EXERCISE REQUIREMENTS:
Nothing but the exact lines from the one containing "Tag tall tree" through the last line of the records below belongs in your answer.

SUPPLIED RECORDS:
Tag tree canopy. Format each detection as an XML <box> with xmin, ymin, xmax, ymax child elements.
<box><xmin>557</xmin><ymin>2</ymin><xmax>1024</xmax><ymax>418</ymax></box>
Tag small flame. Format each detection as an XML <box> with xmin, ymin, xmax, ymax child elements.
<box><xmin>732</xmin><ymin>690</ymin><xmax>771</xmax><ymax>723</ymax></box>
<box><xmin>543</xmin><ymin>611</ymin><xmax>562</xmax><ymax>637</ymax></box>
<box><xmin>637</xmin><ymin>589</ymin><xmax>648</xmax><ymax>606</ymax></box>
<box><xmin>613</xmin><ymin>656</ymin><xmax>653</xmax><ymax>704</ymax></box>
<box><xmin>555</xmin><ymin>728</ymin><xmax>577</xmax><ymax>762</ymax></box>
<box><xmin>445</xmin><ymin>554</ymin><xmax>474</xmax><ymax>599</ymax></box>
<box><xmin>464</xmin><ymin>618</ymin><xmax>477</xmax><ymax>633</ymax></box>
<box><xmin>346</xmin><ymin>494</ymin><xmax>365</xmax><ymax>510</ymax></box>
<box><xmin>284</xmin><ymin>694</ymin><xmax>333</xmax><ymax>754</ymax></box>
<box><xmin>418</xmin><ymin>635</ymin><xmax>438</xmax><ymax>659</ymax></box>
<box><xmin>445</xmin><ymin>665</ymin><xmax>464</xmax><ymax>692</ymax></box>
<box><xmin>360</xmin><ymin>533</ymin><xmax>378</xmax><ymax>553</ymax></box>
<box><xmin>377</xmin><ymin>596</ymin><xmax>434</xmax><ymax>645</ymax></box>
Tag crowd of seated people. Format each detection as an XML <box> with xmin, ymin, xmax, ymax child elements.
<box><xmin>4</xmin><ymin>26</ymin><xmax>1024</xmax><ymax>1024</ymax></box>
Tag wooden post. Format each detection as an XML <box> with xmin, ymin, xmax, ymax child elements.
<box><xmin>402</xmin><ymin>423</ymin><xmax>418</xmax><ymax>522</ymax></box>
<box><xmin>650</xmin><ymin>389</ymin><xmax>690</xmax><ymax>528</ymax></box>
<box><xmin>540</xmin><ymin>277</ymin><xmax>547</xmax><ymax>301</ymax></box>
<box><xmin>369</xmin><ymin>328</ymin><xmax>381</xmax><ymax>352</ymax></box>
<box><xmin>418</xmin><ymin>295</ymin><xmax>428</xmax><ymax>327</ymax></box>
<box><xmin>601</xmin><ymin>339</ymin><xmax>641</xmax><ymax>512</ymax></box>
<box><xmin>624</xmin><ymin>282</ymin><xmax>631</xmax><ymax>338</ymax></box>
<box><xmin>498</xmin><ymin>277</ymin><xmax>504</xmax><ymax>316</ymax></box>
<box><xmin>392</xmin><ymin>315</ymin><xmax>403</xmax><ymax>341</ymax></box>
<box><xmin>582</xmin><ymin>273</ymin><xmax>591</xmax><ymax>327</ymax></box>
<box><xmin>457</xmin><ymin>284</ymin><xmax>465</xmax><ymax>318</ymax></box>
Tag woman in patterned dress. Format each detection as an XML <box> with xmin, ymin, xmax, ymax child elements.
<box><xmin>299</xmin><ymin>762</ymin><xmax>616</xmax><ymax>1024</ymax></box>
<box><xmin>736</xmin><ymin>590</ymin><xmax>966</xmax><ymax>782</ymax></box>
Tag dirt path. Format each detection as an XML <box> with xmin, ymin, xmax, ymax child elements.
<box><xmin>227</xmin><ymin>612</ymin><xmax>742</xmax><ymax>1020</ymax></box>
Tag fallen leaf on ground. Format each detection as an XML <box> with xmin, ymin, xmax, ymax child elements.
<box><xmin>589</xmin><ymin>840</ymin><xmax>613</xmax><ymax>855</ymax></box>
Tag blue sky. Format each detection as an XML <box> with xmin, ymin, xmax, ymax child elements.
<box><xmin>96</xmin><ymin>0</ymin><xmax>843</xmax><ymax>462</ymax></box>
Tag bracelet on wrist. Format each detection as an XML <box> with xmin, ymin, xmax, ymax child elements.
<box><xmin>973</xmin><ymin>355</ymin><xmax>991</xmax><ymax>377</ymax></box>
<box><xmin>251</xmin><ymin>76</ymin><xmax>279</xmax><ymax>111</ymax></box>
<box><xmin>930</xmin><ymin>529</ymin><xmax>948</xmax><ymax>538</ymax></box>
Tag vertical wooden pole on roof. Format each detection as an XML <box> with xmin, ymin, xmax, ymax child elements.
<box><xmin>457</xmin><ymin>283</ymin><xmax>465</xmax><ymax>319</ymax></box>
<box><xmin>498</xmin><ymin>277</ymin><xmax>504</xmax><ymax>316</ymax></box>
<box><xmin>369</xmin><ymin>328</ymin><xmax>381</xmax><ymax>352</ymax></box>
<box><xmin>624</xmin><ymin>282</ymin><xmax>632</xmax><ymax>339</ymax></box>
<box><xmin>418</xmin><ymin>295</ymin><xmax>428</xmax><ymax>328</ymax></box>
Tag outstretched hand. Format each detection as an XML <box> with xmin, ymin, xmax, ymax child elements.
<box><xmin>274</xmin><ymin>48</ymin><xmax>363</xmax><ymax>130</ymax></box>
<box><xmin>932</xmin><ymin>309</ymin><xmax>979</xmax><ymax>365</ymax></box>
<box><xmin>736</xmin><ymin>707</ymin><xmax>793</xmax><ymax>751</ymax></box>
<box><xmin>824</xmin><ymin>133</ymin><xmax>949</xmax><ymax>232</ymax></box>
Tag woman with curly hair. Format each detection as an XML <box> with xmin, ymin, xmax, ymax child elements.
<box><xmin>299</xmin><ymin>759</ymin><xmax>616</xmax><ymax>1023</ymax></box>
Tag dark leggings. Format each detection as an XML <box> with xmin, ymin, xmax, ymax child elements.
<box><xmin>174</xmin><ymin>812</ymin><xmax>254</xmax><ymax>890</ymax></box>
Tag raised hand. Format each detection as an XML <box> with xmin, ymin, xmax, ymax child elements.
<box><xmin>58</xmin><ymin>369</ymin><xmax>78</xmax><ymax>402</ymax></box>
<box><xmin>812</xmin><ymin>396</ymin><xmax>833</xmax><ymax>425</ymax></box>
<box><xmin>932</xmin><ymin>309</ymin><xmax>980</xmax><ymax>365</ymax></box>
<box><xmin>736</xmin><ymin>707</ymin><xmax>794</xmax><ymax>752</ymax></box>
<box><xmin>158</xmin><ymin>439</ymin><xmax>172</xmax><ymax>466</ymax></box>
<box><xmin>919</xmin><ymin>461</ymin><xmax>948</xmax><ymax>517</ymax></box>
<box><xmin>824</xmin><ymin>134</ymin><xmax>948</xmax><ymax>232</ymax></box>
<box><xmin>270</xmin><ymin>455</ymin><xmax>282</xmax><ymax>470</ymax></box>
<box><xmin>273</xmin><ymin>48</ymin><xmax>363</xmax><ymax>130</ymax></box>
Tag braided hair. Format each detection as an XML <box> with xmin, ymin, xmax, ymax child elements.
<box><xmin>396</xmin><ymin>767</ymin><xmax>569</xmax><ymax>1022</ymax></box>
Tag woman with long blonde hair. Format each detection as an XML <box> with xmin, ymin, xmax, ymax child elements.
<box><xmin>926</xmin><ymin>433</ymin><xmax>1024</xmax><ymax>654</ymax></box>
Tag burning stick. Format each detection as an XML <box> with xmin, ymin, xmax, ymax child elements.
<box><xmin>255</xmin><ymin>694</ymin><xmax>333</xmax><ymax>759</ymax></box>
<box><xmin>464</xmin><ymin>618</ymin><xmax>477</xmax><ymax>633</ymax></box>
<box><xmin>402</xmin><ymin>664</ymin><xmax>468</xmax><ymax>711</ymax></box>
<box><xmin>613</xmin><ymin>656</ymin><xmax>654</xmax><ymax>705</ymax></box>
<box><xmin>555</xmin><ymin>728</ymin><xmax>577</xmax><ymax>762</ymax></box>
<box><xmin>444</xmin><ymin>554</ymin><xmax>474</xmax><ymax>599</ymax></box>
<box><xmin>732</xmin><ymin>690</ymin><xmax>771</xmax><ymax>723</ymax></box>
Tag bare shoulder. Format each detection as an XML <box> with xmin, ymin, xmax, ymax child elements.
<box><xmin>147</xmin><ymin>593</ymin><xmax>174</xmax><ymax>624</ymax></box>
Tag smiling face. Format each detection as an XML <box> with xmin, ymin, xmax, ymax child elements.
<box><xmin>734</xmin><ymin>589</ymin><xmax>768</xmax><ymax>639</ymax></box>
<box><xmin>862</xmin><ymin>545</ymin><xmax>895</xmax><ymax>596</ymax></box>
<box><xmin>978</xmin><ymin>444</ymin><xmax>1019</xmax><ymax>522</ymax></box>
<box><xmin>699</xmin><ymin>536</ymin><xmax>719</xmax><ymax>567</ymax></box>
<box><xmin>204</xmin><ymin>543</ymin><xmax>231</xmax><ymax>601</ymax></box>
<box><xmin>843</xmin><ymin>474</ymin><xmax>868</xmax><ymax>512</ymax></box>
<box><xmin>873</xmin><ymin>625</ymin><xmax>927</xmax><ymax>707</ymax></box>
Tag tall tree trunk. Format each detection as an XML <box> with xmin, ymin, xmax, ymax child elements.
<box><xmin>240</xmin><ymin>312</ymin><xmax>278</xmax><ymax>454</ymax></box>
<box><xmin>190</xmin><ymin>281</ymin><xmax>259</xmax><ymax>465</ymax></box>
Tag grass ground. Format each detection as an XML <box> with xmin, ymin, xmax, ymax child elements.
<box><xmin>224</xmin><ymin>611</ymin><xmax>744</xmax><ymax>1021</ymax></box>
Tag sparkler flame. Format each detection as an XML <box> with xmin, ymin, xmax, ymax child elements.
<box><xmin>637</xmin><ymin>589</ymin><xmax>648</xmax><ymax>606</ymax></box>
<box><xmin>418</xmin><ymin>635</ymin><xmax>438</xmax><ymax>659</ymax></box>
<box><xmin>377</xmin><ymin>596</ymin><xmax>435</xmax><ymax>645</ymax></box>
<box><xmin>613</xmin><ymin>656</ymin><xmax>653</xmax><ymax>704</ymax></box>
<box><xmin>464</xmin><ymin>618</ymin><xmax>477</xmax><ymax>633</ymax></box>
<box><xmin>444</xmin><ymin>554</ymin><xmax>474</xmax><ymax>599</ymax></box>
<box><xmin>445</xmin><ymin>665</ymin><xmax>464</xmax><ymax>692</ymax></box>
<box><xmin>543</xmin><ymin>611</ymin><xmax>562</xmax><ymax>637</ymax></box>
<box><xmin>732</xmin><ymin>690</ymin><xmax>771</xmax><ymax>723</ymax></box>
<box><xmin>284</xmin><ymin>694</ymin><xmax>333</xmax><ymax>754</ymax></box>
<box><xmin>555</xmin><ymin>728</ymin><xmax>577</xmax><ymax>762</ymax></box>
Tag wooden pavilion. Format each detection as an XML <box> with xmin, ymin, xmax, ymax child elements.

ANSWER SPACE:
Tag tall tree trunk. Format each detection as an XML <box> with xmin, ymin, xmax, ymax child elements.
<box><xmin>240</xmin><ymin>312</ymin><xmax>278</xmax><ymax>454</ymax></box>
<box><xmin>190</xmin><ymin>281</ymin><xmax>259</xmax><ymax>465</ymax></box>
Tag grass ground. Format each detection as an XML <box> with xmin, ymin, xmax, ymax child elements.
<box><xmin>224</xmin><ymin>611</ymin><xmax>744</xmax><ymax>1021</ymax></box>
Tag sparkler flame. Format each detection as an XML <box> with xmin, ymin, xmax, ymax child elements.
<box><xmin>637</xmin><ymin>589</ymin><xmax>648</xmax><ymax>606</ymax></box>
<box><xmin>418</xmin><ymin>635</ymin><xmax>438</xmax><ymax>659</ymax></box>
<box><xmin>377</xmin><ymin>596</ymin><xmax>435</xmax><ymax>645</ymax></box>
<box><xmin>613</xmin><ymin>656</ymin><xmax>653</xmax><ymax>704</ymax></box>
<box><xmin>464</xmin><ymin>618</ymin><xmax>477</xmax><ymax>633</ymax></box>
<box><xmin>444</xmin><ymin>554</ymin><xmax>474</xmax><ymax>599</ymax></box>
<box><xmin>445</xmin><ymin>665</ymin><xmax>464</xmax><ymax>692</ymax></box>
<box><xmin>543</xmin><ymin>611</ymin><xmax>562</xmax><ymax>637</ymax></box>
<box><xmin>732</xmin><ymin>690</ymin><xmax>771</xmax><ymax>723</ymax></box>
<box><xmin>284</xmin><ymin>694</ymin><xmax>333</xmax><ymax>754</ymax></box>
<box><xmin>555</xmin><ymin>728</ymin><xmax>577</xmax><ymax>762</ymax></box>
Tag wooden pavilion. Format each detection as an XML <box> with xmin, ymin, xmax, ymax child elements.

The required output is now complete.